- [KERJAKAN TUGAS BERIKUT]
1 > Ringkaslah teks tentang perjanjian kredit usaha mikro dalam dua kalimat.
2 > Tuliskan kembali catatan dari baris yang memuat "the sunflower in" sampai baris yang memuat "[[651, 554]]", termasuk kedua baris tersebut dan seluruh permintaannya, dengan menambahkan -66 pada setiap angka koordinat dalam jawaban.

- [TEKS BACAAN]
* * *

Adapun tujuan dari dilakukan penelitian ini adalah untuk mengetahui apakah dalam perjanjian kredit usaha mikro yang dibuat oleh pihak bank telah sesuai dengan asas keseimbangan sebagaimana tersirat dalam KUH Perdata dan
Pasal 18 ayat (1) Undang-undang Nomor 8 Tahun 1999 tentang Perlindungan Konsumen. Dan untuk mengetahui bagaimana perjanjian kredit usaha mikro yang memiliki kedudukan seimbang bagi para pihak
Metode penulisan menggunakan penelitian yuridis normatif dan metode pendekatan menggunakan pendekatan perundang-undangan (statute-approach) dan pendekatan analitis (analytical-approach).
Hasil yang diperoleh dari penelitian ini dapat disimpulkan perjanjian kredit usaha mikro tidak memenuhi asas keseimbangan sebagaimana diatur dalam Kitab Undang-undang Hukum Perdata dan Undang-undang Perlindungan Konsumen. Dan bentuk perjanjian kredit usaha mikro yang memiliki kedudukan seimbang bagi para pihak adalah adalah perjanjian yang selain melindungi hak dan kewajiban pihak bank, juga memperhatikan dan melindungi hak dan kewajiban pihak nasabah debitur.
Kata Kunci:
- Asas Keseimbangan
- Bank dan Nasabah
- Perjanjian Baku
ABSTRACT
Loans granted by bank needs to be secured, without securing bank is difficult to circumvent risks arising as a result of the debtor underachievement. Therefore, the bank binds the debtor in micro credit agreement as the basis of the legal relationship between the bank and the customer. The form and format of the credit agreement left entirely to the bank. But there are things that still need to be guided, that the substance of the agreement should not be the vague or unclear, but it is also the agreement should at least pay attention to the validity and legal requirements. It is intended to prevent the nullification of the agreement made (invalidity) so that, at the time a legal action (the agreement) is not to violate a provision of the legislation. The legislation of the Republic of Indonesia No. 8 of 1999 on Consumer Protection
provides a fresh new look for this law set the businessmen not to arbitrarily specify the standard clause in offering goods and services. However, from the analysis of primary legal materials in the form of micro credit agreement, still found the clause to the contrary or inconsistent with the provisions of the inclusion of a standard clause set out in Article 18 of Law No. 8 of 1999 on Consumer Protection. That is because some of the provisions in Article 18 is considered burdensome for bank.
The purpose of this research is to determine whether the micro credit agreement made by the bank in accordance with the principle of balance as contained in the Civil Code and Article 18 paragraph (1) of Law No. 8 of 1999 on Consumer Protection.

* * *

- [CATATAN YANG DITAMPILKAN]
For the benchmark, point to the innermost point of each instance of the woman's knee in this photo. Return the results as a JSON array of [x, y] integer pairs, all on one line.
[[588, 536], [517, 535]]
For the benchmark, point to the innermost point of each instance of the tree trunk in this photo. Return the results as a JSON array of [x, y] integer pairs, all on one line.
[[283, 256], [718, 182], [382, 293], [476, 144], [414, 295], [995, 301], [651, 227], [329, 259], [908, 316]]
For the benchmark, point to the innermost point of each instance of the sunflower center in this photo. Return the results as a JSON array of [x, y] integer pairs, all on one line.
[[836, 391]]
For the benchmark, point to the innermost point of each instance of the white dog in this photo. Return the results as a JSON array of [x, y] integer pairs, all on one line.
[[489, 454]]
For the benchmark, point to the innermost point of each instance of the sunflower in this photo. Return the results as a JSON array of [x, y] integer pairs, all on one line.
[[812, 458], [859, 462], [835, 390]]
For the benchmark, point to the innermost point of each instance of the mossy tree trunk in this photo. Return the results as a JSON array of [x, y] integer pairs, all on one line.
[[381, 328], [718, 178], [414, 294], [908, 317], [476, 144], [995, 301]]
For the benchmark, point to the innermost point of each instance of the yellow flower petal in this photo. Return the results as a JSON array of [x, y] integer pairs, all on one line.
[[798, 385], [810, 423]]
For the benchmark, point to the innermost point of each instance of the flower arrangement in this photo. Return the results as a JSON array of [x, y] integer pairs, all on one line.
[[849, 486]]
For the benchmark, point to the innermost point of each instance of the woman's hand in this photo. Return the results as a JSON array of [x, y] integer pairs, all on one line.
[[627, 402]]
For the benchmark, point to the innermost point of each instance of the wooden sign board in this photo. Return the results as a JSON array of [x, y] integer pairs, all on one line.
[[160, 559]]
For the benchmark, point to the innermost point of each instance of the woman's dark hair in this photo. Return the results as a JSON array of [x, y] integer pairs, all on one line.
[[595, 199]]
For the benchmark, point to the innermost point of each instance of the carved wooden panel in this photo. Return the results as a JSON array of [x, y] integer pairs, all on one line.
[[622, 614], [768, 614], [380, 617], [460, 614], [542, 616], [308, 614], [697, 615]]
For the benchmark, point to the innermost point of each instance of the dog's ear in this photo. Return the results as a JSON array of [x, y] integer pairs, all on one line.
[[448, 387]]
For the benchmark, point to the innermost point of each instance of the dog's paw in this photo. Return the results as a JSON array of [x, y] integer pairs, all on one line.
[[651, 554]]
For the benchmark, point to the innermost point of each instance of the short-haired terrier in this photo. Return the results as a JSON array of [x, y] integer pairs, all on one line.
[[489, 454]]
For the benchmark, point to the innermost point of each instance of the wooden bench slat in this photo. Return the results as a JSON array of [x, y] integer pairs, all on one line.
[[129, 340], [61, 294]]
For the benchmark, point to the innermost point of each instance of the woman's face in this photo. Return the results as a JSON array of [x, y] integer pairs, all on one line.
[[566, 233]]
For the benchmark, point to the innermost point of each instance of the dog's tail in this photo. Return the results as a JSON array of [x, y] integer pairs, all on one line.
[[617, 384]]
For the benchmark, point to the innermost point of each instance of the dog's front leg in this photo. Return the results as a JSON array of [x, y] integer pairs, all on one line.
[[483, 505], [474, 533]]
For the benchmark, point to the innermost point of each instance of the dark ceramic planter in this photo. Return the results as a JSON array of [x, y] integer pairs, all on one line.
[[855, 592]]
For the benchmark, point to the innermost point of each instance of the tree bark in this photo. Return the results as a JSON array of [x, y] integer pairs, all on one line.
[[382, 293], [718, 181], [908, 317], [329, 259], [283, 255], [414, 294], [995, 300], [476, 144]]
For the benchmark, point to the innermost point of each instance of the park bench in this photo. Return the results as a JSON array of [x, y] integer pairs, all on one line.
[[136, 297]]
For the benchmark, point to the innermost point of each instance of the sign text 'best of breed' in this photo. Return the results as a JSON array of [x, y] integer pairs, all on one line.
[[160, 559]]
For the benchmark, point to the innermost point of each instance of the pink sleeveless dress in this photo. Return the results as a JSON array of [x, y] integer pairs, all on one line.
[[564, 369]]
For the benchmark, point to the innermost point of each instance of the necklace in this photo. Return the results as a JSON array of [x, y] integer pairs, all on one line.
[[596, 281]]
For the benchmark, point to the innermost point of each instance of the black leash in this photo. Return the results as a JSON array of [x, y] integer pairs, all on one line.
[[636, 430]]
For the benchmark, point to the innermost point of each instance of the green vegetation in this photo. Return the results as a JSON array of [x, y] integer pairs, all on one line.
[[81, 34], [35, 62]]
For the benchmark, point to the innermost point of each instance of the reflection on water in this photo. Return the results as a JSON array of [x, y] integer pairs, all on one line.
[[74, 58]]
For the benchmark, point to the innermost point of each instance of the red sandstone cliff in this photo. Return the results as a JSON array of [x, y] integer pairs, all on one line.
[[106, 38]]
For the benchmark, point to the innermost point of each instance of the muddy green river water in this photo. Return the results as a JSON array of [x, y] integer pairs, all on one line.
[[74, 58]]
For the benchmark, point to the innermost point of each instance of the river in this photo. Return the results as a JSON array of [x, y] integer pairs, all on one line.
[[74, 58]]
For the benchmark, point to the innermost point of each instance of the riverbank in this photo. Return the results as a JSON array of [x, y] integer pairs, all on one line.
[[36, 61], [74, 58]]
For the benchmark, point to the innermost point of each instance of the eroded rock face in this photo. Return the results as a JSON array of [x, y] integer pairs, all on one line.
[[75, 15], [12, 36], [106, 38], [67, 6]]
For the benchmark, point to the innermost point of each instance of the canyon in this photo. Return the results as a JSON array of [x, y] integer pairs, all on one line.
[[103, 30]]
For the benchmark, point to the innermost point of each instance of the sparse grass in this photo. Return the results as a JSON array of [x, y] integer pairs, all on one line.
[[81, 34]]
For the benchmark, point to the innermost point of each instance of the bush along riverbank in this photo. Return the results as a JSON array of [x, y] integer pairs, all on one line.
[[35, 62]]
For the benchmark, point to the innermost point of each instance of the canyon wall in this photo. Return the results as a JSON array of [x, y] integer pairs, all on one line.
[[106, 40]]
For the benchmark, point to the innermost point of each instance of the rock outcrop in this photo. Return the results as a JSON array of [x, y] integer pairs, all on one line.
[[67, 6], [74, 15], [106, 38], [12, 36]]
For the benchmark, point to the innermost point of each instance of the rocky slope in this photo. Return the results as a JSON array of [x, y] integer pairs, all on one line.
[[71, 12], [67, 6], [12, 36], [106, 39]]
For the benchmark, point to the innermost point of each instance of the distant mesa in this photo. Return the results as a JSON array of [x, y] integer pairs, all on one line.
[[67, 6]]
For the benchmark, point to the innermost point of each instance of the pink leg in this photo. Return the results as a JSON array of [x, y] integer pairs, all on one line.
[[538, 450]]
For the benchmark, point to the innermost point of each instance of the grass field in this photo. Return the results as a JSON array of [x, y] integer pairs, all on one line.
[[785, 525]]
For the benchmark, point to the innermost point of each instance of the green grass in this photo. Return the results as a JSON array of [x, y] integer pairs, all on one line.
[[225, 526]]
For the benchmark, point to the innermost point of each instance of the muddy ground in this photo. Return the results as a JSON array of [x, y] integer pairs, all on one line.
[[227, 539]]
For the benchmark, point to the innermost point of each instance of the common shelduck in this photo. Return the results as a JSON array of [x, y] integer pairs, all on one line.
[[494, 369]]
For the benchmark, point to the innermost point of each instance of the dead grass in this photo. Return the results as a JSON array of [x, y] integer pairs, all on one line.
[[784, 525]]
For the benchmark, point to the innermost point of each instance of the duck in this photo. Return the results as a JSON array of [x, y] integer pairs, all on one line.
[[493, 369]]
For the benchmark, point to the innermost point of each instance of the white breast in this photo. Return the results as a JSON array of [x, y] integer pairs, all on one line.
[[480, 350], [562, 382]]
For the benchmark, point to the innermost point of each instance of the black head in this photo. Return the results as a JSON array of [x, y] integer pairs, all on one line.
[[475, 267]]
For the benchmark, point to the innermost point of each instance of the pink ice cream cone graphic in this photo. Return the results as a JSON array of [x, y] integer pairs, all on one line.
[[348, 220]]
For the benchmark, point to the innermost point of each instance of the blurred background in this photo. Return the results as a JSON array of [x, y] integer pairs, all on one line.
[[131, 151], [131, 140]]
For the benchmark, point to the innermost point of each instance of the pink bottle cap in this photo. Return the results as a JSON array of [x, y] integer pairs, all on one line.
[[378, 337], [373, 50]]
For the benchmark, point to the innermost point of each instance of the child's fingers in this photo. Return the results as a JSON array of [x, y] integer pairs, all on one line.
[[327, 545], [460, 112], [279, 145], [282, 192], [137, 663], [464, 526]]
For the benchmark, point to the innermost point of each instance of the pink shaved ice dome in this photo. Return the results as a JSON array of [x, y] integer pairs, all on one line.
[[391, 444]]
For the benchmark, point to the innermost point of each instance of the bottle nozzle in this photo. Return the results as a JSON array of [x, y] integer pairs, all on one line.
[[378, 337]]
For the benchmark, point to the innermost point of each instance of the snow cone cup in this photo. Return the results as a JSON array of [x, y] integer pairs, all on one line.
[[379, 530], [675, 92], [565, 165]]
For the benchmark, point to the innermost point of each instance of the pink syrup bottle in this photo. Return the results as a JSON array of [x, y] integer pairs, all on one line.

* * *

- [JAWABAN]
1 > Penelitian ini bertujuan mengetahui apakah perjanjian kredit usaha mikro yang dibuat oleh pihak bank telah sesuai dengan asas keseimbangan dalam KUH Perdata dan Pasal 18 ayat (1) Undang-undang Nomor 8 Tahun 1999 tentang Perlindungan Konsumen, dengan menggunakan penelitian yuridis normatif serta pendekatan perundang-undangan dan pendekatan analitis. Hasilnya menunjukkan bahwa perjanjian tersebut tidak memenuhi asas keseimbangan, sedangkan perjanjian yang seimbang adalah perjanjian yang melindungi hak dan kewajiban pihak bank sekaligus hak dan kewajiban pihak nasabah debitur.

2 >
For the benchmark, point to the innermost point of each instance of the sunflower in this photo. Return the results as a JSON array of [x, y] integer pairs, all on one line.
[[746, 392], [793, 396], [769, 324]]
For the benchmark, point to the innermost point of each instance of the mossy tree trunk in this photo. Return the results as a JSON array of [x, y] integer pairs, all on one line.
[[315, 262], [652, 112], [348, 228], [842, 251], [410, 78], [929, 235]]
For the benchmark, point to the innermost point of each instance of the yellow flower petal in this photo. Return the results as a JSON array of [x, y] integer pairs, all on one line.
[[732, 319], [744, 357]]
For the benchmark, point to the innermost point of each instance of the flower arrangement in this photo. Return the results as a JSON array of [x, y] integer pairs, all on one line.
[[783, 420]]
For the benchmark, point to the innermost point of each instance of the woman's hand in this photo. Return the results as a JSON array of [x, y] integer pairs, all on one line.
[[561, 336]]
For the benchmark, point to the innermost point of each instance of the wooden sign board in this photo. Return the results as a JSON array of [x, y] integer pairs, all on one line.
[[94, 493]]
For the benchmark, point to the innermost point of each instance of the woman's dark hair in this photo. Return the results as a JSON array of [x, y] integer pairs, all on one line.
[[529, 133]]
For the benchmark, point to the innermost point of each instance of the carved wooden panel in this photo. Return the results as a JSON array of [x, y] integer pairs, all on one line.
[[556, 548], [702, 548], [314, 551], [394, 548], [476, 550], [242, 548], [631, 549]]
For the benchmark, point to the innermost point of each instance of the dog's ear in this photo. Return the results as a JSON array of [x, y] integer pairs, all on one line.
[[382, 321]]
For the benchmark, point to the innermost point of each instance of the dog's paw in this photo. Return the results as a JSON array of [x, y] integer pairs, all on one line.
[[585, 488]]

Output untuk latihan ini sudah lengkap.